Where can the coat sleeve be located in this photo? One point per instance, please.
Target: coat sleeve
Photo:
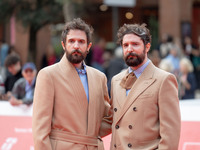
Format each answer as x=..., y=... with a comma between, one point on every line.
x=42, y=111
x=105, y=128
x=169, y=114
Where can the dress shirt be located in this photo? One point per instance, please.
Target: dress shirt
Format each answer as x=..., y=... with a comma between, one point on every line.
x=29, y=88
x=137, y=72
x=83, y=76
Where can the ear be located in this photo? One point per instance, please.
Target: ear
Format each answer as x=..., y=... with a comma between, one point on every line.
x=63, y=45
x=89, y=46
x=148, y=46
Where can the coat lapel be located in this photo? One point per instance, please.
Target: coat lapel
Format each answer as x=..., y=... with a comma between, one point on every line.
x=74, y=82
x=121, y=91
x=92, y=92
x=141, y=84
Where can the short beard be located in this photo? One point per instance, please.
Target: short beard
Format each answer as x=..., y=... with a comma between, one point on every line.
x=75, y=58
x=136, y=60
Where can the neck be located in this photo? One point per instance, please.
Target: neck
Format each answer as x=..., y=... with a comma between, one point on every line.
x=136, y=67
x=79, y=66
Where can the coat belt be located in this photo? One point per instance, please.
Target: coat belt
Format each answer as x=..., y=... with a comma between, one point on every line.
x=77, y=138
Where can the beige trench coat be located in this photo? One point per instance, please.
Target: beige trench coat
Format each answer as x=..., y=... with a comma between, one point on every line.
x=62, y=117
x=149, y=117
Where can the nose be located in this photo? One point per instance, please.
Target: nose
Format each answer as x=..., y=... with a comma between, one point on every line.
x=76, y=45
x=130, y=48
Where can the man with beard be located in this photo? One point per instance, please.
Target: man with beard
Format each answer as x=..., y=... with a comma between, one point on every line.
x=71, y=102
x=144, y=98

......

■ INSTRUCTIONS TO FOLLOW: Copy out all of the records above word for word, omitting the pictures.

■ TASK RESPONSE:
Where can the coat sleeve be located in this photo? One point per instance, please.
Target: coat sleeve
Photo:
Format each answer as x=..., y=... with a comma between, one point on every line.
x=42, y=111
x=105, y=128
x=169, y=114
Where can the dress shirt be located in this photo? One point per instance, please.
Target: dress shirt
Format each answer as x=..., y=... with a comma between, one point on every line.
x=29, y=88
x=137, y=72
x=83, y=76
Where can the ear be located in this photo? One point per instance, please.
Target: ear
Format each answer as x=..., y=... with a comma between, one point on every line.
x=63, y=45
x=89, y=46
x=148, y=46
Where can the coat lapel be located in this photo? One point per instance, please.
Target: coat lapel
Format each answer as x=..., y=... with a comma between, one point on every line.
x=74, y=82
x=121, y=91
x=92, y=92
x=141, y=84
Where can the short beard be located in this photo? One point per instance, please.
Target: short beard
Format each answer as x=..., y=... with a comma between, one point on every line.
x=75, y=58
x=136, y=60
Where can the neck be located in this photo? One point per instance, please.
Target: neck
Format each answer as x=..., y=... with a comma between, one point on every line.
x=136, y=67
x=79, y=66
Where can the coat belt be located in this photo? One point per instance, please.
Target: coat belt
Format each answer as x=..., y=... with a comma between, one point on every line.
x=77, y=138
Where can the beige trench coat be located in this photo? One point per instance, please.
Target: beige trench coat
Format each answer as x=..., y=... with a comma between, one point on every line.
x=62, y=117
x=149, y=117
Where can the nose be located in this photo? One point per instance, please.
Target: nose
Format each answer as x=..., y=... with a comma between, one point on every line.
x=76, y=45
x=130, y=48
Where can the man with beard be located in this photo? One point per instance, please.
Target: man with beard
Format each answer as x=..., y=... with a comma between, one point on every line.
x=71, y=102
x=144, y=98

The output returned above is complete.